::: Excerpt to read :::

Regardless, the next encounter after the animated objects will be a chase scene.  I am thinking a run through the factory, down (or up) some big wooden stairs along the outside of the building, possibly through some rooms that would pose a challenge like the bug room and the steam room, etc.. Give the party the opportunity to catch some of the fleeing thieves, but make sure at least one gets away by flight (perhaps they have natural wings, jump on board a flying creature, or perhaps they steal a flying contraption to make their escape).

At this point the Emporium owner will offer the party a generous reward if they are willing to pursue the thieves and retrieve his magic cloth.  He will loan the party his flying machine for the pursuit (and piloting the machine and chasing after the thieves will be the next encounter).

I have a lot more after that, but it's outside the Emporium so not helpful for getting the players into that laundry room.

If someone can think of a way to work the laundry room encounter into that, cool.  However, the encounter cannot take so long that it lets the thieves get away completely - I need the party in hot pursuit so they can follow the thieves in the air.

In addition, if someone can think of a link to the laundry room encounter aside from the animated objects and chase scene (or the workers game), that would be great too!


----------



## Dracollich (Jul 13, 2008)

It sounds like you need a protagonist.  Here is a rough idea on how to get them into the laundry room.  

Have them meet a seemingly friendly enough fellow of the same age as they are.  If questioned, he lies and says he's a son of one of the managers.  He knows of a cool, secret room known only by those on the inside.  Make it so it appears he's trying to impress one or the whole group.  He leads them inside a closet and then remembers that he forgot to activate to door from the outside.  Which is when he runs out, closes the door, and pulls the lever which open the trap door in the "closet" which is actually the laundry shot.  

Why would he do this?  He is either part of a group from the same university sent to complete this challenge.  Both groups were not told about the other but he found out.  Or, he could be from some other place looking to get the business connecting that the university is looking to establish.  In either case, having his competition look bad by killing the host's slugs suits his purpose.


----------



## Mistwell (Jul 13, 2008)

Dracollich said:


> It sounds like you need a protagonist.  Here is a rough idea on how to get them into the laundry room.
> 
> Have them meet a seemingly friendly enough fellow of the same age as they are.  If questioned, he lies and says he's a son of one of the managers.  He knows of a cool, secret room known only by those on the inside.  Make it so it appears he's trying to impress one or the whole group.  He leads them inside a closet and then remembers that he forgot to activate to door from the outside.  Which is when he runs out, closes the door, and pulls the lever which open the trap door in the "closet" which is actually the laundry shot.

::: Data provided :::

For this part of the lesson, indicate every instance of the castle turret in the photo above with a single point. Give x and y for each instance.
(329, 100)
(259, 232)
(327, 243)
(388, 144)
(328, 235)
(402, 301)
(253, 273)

:::

▶ **Problems to work on**:
a: In the forum thread, shorten the paragraph beginning "At this point the Emporium owner" while keeping its main facts.
b: Copy every line of the records word for word.
The forum thread and the records are unrelated pieces of material.

▶ **Solutions in order**:
a: The Emporium owner offers the party a generous reward to chase the thieves and recover his magic cloth. He lends them his flying machine for the pursuit, and piloting it after the thieves forms the next encounter.

b:
For this part of the lesson, indicate every instance of the castle turret in the photo above with a single point. Give x and y for each instance.
(329, 100)
(259, 232)
(327, 243)
(388, 144)
(328, 235)
(402, 301)
(253, 273)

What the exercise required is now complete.